(Referring expression data)
○ ○ ○ ○

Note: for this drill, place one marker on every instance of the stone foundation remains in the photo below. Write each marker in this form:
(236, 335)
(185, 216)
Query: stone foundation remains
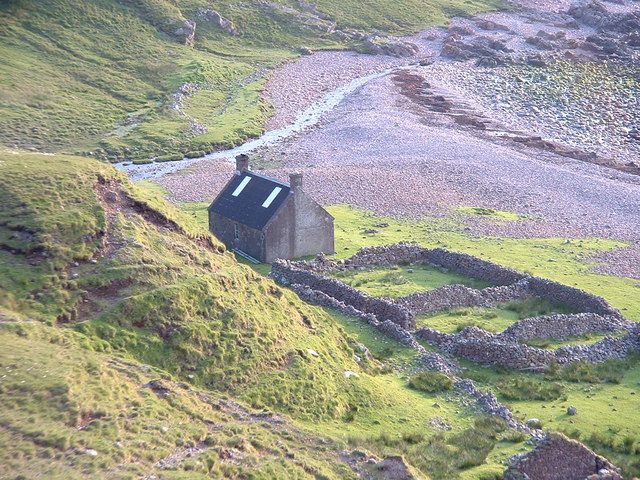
(396, 318)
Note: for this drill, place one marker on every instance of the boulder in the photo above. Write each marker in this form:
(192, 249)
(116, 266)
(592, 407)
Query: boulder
(210, 15)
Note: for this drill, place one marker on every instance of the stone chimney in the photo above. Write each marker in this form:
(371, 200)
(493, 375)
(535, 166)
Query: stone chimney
(295, 180)
(242, 162)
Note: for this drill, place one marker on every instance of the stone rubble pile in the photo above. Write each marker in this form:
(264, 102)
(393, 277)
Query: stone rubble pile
(395, 318)
(564, 326)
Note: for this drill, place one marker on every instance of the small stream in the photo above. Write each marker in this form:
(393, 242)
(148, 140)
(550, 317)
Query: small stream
(305, 119)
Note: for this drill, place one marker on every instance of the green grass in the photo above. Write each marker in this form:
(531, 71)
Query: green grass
(398, 281)
(492, 319)
(431, 382)
(564, 260)
(100, 76)
(490, 212)
(191, 315)
(60, 400)
(586, 339)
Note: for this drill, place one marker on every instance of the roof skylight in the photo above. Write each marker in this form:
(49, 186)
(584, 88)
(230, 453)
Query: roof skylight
(240, 187)
(272, 196)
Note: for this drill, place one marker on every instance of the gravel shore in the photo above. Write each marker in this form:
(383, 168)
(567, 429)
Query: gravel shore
(377, 151)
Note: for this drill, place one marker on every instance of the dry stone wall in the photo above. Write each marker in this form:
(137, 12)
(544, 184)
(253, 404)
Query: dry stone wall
(396, 317)
(574, 297)
(565, 326)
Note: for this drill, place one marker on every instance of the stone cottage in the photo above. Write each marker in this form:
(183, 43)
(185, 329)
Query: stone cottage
(267, 219)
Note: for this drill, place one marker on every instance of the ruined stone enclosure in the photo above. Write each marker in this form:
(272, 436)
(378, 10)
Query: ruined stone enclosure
(312, 281)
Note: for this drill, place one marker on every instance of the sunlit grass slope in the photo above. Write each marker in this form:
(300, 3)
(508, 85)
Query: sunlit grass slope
(100, 76)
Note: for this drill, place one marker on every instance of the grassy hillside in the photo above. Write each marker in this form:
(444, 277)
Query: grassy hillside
(80, 246)
(101, 76)
(105, 288)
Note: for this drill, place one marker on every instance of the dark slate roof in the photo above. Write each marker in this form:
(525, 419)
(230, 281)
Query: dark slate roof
(246, 207)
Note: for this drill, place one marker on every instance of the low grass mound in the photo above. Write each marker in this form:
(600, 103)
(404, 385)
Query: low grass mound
(71, 413)
(492, 319)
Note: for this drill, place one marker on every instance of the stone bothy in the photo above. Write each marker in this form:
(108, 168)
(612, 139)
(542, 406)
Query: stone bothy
(268, 219)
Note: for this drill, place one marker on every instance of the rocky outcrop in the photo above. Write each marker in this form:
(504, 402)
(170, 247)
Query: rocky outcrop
(488, 348)
(488, 403)
(186, 30)
(381, 45)
(557, 457)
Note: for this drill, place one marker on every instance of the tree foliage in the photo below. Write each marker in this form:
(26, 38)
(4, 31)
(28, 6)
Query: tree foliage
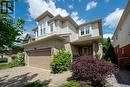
(61, 61)
(94, 71)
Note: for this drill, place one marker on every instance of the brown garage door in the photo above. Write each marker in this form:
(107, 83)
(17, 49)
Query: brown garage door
(40, 58)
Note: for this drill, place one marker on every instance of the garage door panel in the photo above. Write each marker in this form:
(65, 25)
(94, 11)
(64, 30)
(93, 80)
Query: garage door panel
(40, 59)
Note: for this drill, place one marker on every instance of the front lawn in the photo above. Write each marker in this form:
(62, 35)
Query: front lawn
(4, 66)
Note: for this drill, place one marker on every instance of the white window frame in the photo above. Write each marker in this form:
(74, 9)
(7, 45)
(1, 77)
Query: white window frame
(43, 29)
(84, 28)
(52, 27)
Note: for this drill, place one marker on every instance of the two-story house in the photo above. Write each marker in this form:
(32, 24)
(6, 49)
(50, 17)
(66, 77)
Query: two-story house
(121, 38)
(57, 32)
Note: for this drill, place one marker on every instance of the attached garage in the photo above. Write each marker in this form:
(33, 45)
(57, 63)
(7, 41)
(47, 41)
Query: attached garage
(40, 58)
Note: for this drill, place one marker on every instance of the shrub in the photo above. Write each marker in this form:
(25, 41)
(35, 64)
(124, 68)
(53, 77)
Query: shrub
(3, 60)
(61, 61)
(73, 84)
(36, 84)
(91, 70)
(70, 84)
(18, 61)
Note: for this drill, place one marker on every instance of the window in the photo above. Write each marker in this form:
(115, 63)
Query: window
(44, 30)
(51, 27)
(122, 51)
(94, 26)
(41, 30)
(82, 31)
(37, 33)
(85, 30)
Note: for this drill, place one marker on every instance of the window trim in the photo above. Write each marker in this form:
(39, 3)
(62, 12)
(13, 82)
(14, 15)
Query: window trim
(51, 27)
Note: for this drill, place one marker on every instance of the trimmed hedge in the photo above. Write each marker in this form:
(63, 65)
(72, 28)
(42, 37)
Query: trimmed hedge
(73, 84)
(92, 71)
(61, 61)
(18, 61)
(3, 60)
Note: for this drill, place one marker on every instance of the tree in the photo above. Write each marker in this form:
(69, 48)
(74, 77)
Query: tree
(9, 31)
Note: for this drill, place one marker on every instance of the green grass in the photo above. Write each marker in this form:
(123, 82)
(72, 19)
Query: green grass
(4, 66)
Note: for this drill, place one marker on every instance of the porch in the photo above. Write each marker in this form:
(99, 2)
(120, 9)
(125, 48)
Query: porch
(87, 47)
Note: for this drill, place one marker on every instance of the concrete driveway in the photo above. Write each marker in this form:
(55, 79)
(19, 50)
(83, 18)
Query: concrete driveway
(20, 76)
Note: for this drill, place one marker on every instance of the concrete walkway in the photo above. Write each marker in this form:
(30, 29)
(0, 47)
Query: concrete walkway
(122, 79)
(20, 76)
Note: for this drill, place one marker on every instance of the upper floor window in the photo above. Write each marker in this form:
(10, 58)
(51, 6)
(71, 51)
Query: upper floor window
(37, 33)
(85, 30)
(51, 27)
(82, 31)
(94, 26)
(41, 30)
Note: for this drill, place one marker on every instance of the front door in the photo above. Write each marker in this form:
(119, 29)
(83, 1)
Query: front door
(87, 51)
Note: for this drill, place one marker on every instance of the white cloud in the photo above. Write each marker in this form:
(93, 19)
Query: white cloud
(107, 35)
(37, 7)
(70, 6)
(91, 5)
(113, 18)
(75, 16)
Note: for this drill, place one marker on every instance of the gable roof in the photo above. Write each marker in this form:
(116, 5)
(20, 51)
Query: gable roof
(123, 17)
(29, 35)
(59, 17)
(46, 13)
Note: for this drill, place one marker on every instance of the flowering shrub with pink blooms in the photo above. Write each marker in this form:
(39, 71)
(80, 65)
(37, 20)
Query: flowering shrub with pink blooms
(94, 71)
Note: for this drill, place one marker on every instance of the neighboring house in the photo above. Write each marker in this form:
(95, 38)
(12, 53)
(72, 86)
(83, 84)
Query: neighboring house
(28, 38)
(121, 38)
(57, 32)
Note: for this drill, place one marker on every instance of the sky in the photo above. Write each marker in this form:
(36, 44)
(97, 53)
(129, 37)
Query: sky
(81, 11)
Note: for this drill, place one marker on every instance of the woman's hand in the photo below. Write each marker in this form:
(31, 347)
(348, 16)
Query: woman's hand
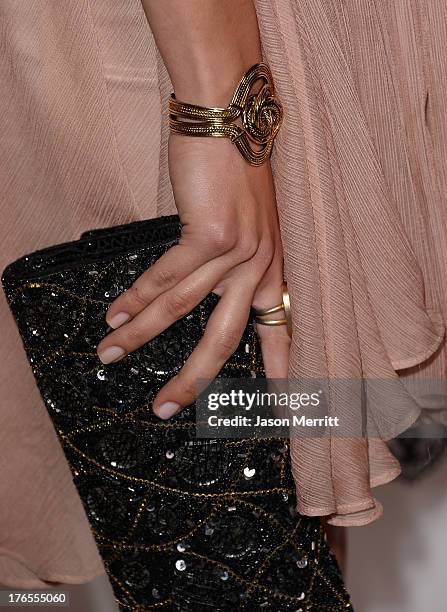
(230, 244)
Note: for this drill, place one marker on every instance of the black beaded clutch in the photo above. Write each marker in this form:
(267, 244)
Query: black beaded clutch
(182, 523)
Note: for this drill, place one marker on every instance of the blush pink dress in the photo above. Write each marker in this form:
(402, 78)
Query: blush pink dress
(360, 169)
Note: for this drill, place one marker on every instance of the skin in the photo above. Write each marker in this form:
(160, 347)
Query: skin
(230, 242)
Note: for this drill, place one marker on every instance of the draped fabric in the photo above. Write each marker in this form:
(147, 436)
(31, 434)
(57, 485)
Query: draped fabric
(360, 171)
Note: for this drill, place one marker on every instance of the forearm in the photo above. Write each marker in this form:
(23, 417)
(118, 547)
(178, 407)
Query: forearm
(206, 45)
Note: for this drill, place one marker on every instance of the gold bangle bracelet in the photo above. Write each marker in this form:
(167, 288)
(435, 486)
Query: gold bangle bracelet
(261, 114)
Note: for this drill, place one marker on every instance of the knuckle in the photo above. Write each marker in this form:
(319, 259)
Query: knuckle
(187, 387)
(220, 237)
(265, 254)
(247, 247)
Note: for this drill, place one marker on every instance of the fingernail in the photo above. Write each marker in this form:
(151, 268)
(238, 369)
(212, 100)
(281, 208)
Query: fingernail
(167, 410)
(112, 353)
(119, 319)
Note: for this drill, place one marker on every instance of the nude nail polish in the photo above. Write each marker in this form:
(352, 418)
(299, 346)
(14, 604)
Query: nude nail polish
(118, 319)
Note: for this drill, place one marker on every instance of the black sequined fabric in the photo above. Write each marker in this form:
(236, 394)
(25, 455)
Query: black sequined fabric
(183, 524)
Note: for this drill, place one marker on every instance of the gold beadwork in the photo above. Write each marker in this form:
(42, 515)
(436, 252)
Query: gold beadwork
(261, 114)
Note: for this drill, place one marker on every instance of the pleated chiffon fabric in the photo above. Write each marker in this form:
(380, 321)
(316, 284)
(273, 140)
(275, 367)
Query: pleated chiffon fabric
(360, 171)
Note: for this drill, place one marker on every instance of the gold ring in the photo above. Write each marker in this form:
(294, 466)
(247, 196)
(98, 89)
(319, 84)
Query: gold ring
(261, 313)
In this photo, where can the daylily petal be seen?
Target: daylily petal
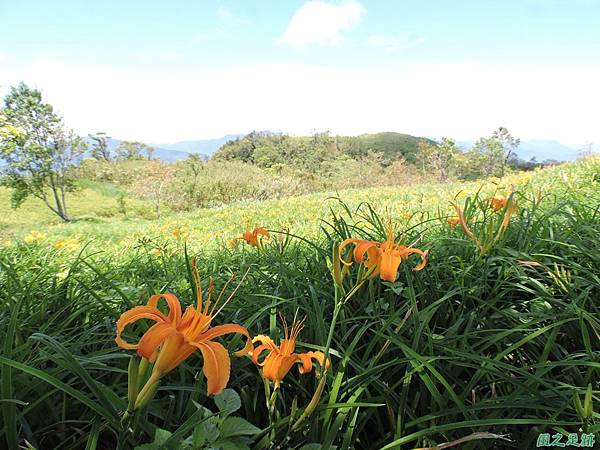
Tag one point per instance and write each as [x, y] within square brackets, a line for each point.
[217, 365]
[276, 366]
[221, 330]
[256, 354]
[172, 301]
[153, 338]
[263, 339]
[307, 358]
[388, 265]
[174, 350]
[133, 315]
[373, 257]
[261, 230]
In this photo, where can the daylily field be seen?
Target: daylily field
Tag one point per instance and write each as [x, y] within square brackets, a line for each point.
[394, 318]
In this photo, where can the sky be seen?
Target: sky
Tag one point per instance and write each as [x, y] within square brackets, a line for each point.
[167, 71]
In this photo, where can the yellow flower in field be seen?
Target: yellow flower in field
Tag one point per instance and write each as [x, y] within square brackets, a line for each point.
[453, 221]
[497, 203]
[66, 244]
[385, 257]
[281, 358]
[253, 237]
[34, 236]
[174, 337]
[180, 232]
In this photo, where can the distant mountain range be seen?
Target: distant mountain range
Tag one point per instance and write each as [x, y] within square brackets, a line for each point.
[204, 147]
[540, 149]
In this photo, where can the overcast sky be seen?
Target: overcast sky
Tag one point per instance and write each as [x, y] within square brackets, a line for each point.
[176, 70]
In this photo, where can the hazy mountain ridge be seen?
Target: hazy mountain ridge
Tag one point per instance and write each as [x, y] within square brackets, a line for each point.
[540, 149]
[202, 146]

○ ○ ○ ○

(ABOUT THIS EXERCISE) Scan the lines above for "daylily", then copy every one that has it.

(ANSWER BOX)
In this photo, where can the daylily petal be seen?
Target: daylily petal
In this photo, where can the daylily field be seen?
Target: daylily field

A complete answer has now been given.